▸ **WHAT YOU NEED TO DO**: Show every line of the material below that contains the string "camera", copying each such line in full.

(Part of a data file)
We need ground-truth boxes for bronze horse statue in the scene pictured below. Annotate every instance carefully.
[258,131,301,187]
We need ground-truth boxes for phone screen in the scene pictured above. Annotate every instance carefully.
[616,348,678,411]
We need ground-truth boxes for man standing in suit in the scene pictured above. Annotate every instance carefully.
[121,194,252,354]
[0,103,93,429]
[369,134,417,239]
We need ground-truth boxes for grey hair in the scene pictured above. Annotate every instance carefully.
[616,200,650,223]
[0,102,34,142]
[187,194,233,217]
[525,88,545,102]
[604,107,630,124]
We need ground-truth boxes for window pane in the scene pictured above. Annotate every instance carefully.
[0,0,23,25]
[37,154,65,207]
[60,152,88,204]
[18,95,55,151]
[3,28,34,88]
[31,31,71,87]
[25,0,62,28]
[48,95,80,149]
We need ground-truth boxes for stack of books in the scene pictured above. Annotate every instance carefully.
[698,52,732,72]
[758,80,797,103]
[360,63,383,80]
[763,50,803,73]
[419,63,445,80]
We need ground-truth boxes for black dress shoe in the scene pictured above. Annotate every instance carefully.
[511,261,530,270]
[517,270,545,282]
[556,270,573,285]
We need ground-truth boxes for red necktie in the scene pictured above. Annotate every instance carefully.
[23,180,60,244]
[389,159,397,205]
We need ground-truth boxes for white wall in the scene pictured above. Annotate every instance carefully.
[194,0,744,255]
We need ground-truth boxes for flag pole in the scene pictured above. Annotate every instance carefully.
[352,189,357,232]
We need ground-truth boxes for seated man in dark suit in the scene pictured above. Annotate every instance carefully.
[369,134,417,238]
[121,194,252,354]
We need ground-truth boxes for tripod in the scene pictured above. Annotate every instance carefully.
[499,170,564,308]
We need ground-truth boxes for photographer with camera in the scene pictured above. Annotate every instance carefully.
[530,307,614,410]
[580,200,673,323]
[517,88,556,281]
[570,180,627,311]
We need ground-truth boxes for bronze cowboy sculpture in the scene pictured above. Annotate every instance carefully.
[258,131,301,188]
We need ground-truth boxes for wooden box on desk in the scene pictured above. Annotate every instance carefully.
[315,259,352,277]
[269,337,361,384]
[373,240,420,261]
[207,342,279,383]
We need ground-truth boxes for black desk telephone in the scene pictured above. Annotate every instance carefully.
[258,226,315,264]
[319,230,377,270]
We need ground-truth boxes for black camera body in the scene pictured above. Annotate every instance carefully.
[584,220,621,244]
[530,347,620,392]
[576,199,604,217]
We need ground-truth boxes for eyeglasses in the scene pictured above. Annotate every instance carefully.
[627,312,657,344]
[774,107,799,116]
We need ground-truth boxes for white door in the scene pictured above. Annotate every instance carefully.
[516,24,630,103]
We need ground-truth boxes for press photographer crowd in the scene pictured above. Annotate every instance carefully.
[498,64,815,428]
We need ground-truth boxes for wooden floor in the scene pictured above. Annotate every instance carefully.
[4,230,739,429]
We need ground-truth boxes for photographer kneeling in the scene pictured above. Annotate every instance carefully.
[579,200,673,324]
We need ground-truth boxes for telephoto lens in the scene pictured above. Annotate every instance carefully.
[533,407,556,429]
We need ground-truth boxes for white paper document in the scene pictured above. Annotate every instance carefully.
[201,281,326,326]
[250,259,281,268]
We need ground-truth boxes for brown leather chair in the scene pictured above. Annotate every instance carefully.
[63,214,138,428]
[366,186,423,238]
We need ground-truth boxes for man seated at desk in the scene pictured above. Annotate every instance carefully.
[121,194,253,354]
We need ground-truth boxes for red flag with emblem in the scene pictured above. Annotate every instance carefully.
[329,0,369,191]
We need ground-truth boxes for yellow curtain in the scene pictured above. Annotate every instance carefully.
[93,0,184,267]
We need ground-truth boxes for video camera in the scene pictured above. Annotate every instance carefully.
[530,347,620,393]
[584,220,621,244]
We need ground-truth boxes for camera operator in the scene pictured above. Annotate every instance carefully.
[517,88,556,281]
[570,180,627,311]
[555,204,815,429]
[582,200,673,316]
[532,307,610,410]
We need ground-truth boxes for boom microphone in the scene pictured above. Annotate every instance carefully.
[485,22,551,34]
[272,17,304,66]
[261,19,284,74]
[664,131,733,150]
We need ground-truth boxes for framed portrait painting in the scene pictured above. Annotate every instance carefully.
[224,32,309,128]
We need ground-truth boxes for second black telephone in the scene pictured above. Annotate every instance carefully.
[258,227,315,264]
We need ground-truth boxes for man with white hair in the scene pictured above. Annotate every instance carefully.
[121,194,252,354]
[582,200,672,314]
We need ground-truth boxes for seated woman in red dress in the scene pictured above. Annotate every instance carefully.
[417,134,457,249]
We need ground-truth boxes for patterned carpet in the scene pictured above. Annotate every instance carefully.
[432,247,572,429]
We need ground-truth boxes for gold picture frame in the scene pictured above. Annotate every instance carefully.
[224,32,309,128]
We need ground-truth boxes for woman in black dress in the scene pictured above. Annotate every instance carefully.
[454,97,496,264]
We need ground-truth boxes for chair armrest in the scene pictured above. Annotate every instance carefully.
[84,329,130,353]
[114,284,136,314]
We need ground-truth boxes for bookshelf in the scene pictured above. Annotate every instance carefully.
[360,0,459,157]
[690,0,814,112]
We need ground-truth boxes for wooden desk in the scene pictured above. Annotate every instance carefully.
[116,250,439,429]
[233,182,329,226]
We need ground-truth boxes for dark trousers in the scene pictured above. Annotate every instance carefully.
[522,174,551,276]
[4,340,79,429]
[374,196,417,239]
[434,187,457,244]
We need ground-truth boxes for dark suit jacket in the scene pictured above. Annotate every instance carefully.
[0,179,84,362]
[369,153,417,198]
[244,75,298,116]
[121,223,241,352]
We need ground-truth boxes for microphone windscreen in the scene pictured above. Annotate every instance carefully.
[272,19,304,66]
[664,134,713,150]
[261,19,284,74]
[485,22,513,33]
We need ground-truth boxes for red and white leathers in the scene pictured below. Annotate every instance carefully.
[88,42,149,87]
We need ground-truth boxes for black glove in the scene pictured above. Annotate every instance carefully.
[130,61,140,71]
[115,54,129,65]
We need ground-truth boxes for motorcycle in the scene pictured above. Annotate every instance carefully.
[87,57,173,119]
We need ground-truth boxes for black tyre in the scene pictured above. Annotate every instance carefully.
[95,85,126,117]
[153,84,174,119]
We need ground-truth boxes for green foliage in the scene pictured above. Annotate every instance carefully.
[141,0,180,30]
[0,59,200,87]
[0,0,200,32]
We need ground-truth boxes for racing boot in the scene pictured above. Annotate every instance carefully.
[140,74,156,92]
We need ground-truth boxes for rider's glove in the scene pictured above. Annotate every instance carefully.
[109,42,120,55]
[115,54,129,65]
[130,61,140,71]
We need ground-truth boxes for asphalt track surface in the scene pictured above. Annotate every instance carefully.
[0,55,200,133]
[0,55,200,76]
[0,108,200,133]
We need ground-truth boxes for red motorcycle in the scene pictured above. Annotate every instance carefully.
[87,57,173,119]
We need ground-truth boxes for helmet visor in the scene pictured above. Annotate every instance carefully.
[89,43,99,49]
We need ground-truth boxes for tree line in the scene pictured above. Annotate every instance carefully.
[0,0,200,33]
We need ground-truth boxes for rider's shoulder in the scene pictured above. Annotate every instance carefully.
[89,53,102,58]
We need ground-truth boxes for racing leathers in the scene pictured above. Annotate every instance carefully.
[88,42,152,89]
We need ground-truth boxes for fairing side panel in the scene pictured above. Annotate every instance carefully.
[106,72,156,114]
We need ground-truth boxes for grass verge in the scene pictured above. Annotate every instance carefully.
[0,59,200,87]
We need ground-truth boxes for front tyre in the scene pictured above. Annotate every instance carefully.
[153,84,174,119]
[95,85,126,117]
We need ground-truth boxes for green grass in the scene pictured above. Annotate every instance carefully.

▸ **EXPECTED ANSWER**:
We need ground-truth boxes for photographer with camera in the scene pictured above. Annotate every instance carefully.
We need ground-truth boxes for black camera body in the scene pictured above. Annotate every instance carefully.
We need ground-truth boxes for video camera in the scene pictured above. Annotate every instance carefully.
We need ground-truth boxes for camera operator in the scene pictured above. Annotate every instance carefully.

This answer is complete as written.